Copy out the listing from the line containing "draw the outline of the turquoise" through the last line of the listing, inclusive.
────────
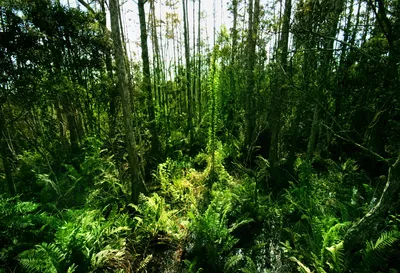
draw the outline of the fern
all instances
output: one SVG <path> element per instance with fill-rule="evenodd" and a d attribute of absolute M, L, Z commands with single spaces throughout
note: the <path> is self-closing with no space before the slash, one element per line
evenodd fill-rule
<path fill-rule="evenodd" d="M 28 272 L 61 272 L 65 261 L 64 252 L 55 244 L 42 243 L 33 250 L 20 254 L 20 263 Z"/>
<path fill-rule="evenodd" d="M 381 234 L 374 243 L 367 241 L 362 251 L 362 264 L 366 271 L 372 270 L 376 265 L 385 260 L 385 254 L 394 243 L 400 239 L 400 232 L 396 230 L 387 231 Z"/>

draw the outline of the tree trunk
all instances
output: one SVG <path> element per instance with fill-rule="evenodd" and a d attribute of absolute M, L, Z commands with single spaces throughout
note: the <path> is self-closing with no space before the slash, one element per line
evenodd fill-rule
<path fill-rule="evenodd" d="M 378 203 L 363 217 L 354 224 L 344 237 L 344 247 L 351 255 L 365 243 L 369 234 L 374 232 L 376 224 L 382 221 L 382 217 L 393 208 L 393 204 L 398 201 L 400 191 L 400 155 L 396 162 L 389 167 L 388 178 L 385 188 L 379 198 Z"/>
<path fill-rule="evenodd" d="M 157 125 L 154 113 L 153 95 L 150 81 L 150 61 L 149 49 L 147 46 L 146 14 L 144 11 L 144 0 L 138 1 L 139 21 L 140 21 L 140 43 L 142 47 L 143 62 L 143 89 L 147 92 L 147 109 L 149 113 L 149 124 L 151 134 L 151 156 L 158 158 L 160 156 L 160 142 L 158 140 Z M 158 160 L 156 159 L 155 162 Z"/>
<path fill-rule="evenodd" d="M 8 191 L 11 196 L 15 196 L 16 189 L 14 179 L 12 177 L 11 169 L 11 151 L 7 144 L 7 125 L 3 113 L 3 104 L 0 104 L 0 145 L 1 145 L 1 156 L 3 159 L 4 172 L 6 174 Z"/>
<path fill-rule="evenodd" d="M 247 147 L 248 155 L 251 154 L 252 143 L 254 141 L 254 129 L 256 127 L 255 116 L 255 102 L 254 102 L 254 68 L 256 63 L 256 37 L 258 31 L 258 21 L 260 14 L 260 0 L 253 0 L 249 2 L 249 25 L 247 33 L 247 96 L 246 96 L 246 135 L 245 145 Z"/>
<path fill-rule="evenodd" d="M 190 77 L 190 49 L 189 49 L 189 22 L 188 22 L 188 7 L 187 0 L 182 0 L 183 5 L 183 32 L 185 42 L 185 62 L 186 62 L 186 94 L 187 94 L 187 109 L 188 121 L 187 132 L 190 133 L 192 140 L 192 95 L 191 95 L 191 77 Z"/>
<path fill-rule="evenodd" d="M 281 120 L 283 112 L 283 103 L 286 98 L 285 75 L 287 73 L 287 56 L 289 48 L 289 26 L 290 16 L 292 11 L 292 0 L 285 1 L 285 10 L 283 14 L 282 36 L 278 42 L 279 47 L 279 65 L 283 72 L 278 72 L 277 86 L 275 94 L 273 94 L 272 112 L 271 112 L 271 144 L 269 150 L 269 162 L 274 168 L 276 162 L 279 160 L 279 138 L 281 131 Z"/>
<path fill-rule="evenodd" d="M 136 152 L 136 140 L 132 124 L 132 104 L 129 94 L 129 88 L 126 79 L 125 56 L 122 47 L 120 27 L 118 23 L 118 0 L 110 0 L 110 17 L 112 40 L 114 45 L 115 61 L 117 64 L 118 89 L 122 98 L 123 119 L 125 124 L 125 138 L 128 150 L 129 169 L 131 172 L 132 202 L 138 203 L 139 193 L 142 190 L 142 181 L 140 180 L 140 168 Z"/>

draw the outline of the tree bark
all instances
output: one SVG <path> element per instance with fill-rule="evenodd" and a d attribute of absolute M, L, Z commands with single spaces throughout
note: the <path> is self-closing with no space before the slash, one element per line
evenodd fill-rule
<path fill-rule="evenodd" d="M 16 189 L 14 184 L 14 179 L 12 176 L 11 169 L 11 151 L 8 147 L 6 135 L 7 135 L 7 125 L 3 113 L 3 105 L 0 104 L 0 145 L 1 145 L 1 156 L 3 159 L 4 172 L 6 174 L 8 191 L 11 196 L 15 196 Z"/>
<path fill-rule="evenodd" d="M 289 48 L 289 26 L 292 12 L 292 0 L 285 1 L 285 10 L 283 13 L 282 35 L 278 42 L 279 47 L 279 65 L 283 72 L 278 72 L 277 86 L 273 92 L 272 112 L 271 112 L 271 144 L 268 160 L 274 168 L 279 160 L 279 138 L 281 131 L 281 120 L 283 112 L 283 102 L 286 98 L 285 75 L 287 73 L 287 56 Z M 275 93 L 275 94 L 274 94 Z"/>
<path fill-rule="evenodd" d="M 344 247 L 349 254 L 365 243 L 365 240 L 374 231 L 376 224 L 398 201 L 399 191 L 400 155 L 396 162 L 389 167 L 387 182 L 378 203 L 347 231 L 344 237 Z"/>
<path fill-rule="evenodd" d="M 151 156 L 157 158 L 160 156 L 160 142 L 158 139 L 157 124 L 154 112 L 153 95 L 151 91 L 150 81 L 150 61 L 149 48 L 147 46 L 147 30 L 146 30 L 146 14 L 144 11 L 144 0 L 138 1 L 139 21 L 140 21 L 140 43 L 142 47 L 142 62 L 143 62 L 143 88 L 147 93 L 147 109 L 149 113 L 149 124 L 151 134 Z"/>
<path fill-rule="evenodd" d="M 186 94 L 187 94 L 187 132 L 192 136 L 192 92 L 191 92 L 191 76 L 190 76 L 190 48 L 189 48 L 189 22 L 187 0 L 182 0 L 183 5 L 183 32 L 185 43 L 185 62 L 186 62 Z M 192 140 L 192 137 L 191 137 Z"/>
<path fill-rule="evenodd" d="M 125 138 L 128 150 L 128 162 L 131 173 L 132 202 L 138 203 L 139 193 L 142 191 L 140 180 L 140 168 L 136 151 L 136 140 L 132 124 L 132 104 L 126 79 L 125 56 L 122 47 L 121 33 L 118 22 L 119 3 L 118 0 L 110 0 L 110 17 L 114 55 L 117 64 L 118 89 L 122 98 L 123 119 L 125 125 Z"/>
<path fill-rule="evenodd" d="M 256 127 L 256 117 L 255 117 L 255 101 L 254 101 L 254 68 L 256 63 L 256 37 L 258 31 L 260 15 L 260 0 L 253 0 L 249 2 L 249 25 L 247 33 L 247 96 L 246 96 L 246 135 L 245 135 L 245 145 L 248 149 L 248 155 L 251 153 L 254 129 Z"/>

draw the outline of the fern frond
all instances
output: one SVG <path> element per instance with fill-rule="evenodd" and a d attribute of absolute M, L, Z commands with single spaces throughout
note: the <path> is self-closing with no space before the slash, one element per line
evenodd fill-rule
<path fill-rule="evenodd" d="M 386 251 L 400 239 L 400 232 L 391 230 L 379 236 L 376 242 L 367 241 L 366 247 L 362 251 L 362 264 L 364 268 L 371 269 L 374 265 L 380 264 L 385 260 Z"/>

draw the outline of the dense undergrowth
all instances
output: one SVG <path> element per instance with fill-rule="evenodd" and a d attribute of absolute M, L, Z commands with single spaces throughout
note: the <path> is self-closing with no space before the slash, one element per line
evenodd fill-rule
<path fill-rule="evenodd" d="M 214 164 L 207 153 L 160 164 L 138 205 L 96 139 L 78 168 L 25 153 L 26 193 L 0 199 L 0 272 L 398 272 L 399 215 L 345 256 L 346 230 L 378 195 L 355 161 L 316 159 L 322 171 L 299 155 L 271 194 L 267 160 L 228 170 L 216 146 Z"/>

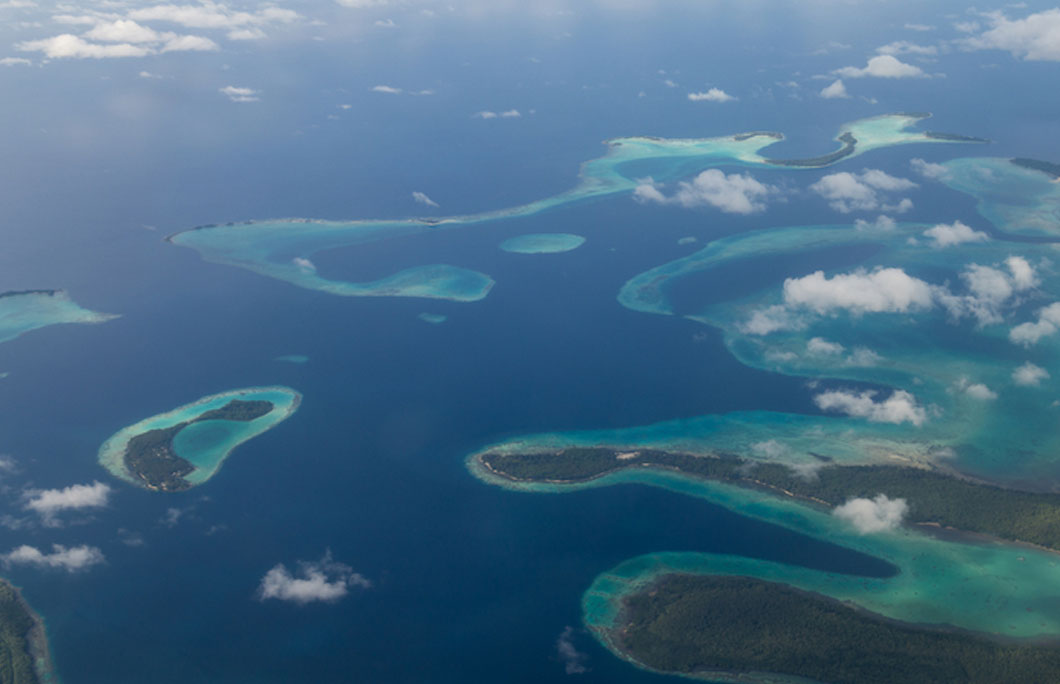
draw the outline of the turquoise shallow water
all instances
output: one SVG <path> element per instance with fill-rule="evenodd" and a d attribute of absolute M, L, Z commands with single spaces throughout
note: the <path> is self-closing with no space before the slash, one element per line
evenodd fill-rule
<path fill-rule="evenodd" d="M 271 402 L 272 409 L 249 421 L 207 420 L 188 425 L 177 433 L 173 439 L 173 449 L 195 467 L 194 471 L 184 476 L 192 485 L 201 485 L 213 477 L 236 446 L 289 418 L 298 409 L 301 394 L 287 387 L 255 387 L 205 397 L 119 431 L 100 448 L 100 464 L 114 477 L 139 485 L 140 480 L 125 468 L 125 449 L 130 439 L 152 429 L 195 420 L 207 411 L 222 408 L 234 399 Z"/>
────────
**RESPONSE TO THE EXERCISE**
draw the outline of the turquoise shallow water
all instances
output: one SVG <path> element per instance with fill-rule="evenodd" and a d attribute of absolute M, L, Z commands with single spaces throughout
note: the <path> is self-closing with no space before the slash, one element per line
evenodd fill-rule
<path fill-rule="evenodd" d="M 271 402 L 272 409 L 249 421 L 207 420 L 188 425 L 177 433 L 173 439 L 173 449 L 195 467 L 194 471 L 184 476 L 192 485 L 201 485 L 213 477 L 236 446 L 289 418 L 298 409 L 301 394 L 287 387 L 255 387 L 205 397 L 119 431 L 100 448 L 100 464 L 114 477 L 139 485 L 140 480 L 125 468 L 125 449 L 130 439 L 152 429 L 195 420 L 207 411 L 222 408 L 234 399 Z"/>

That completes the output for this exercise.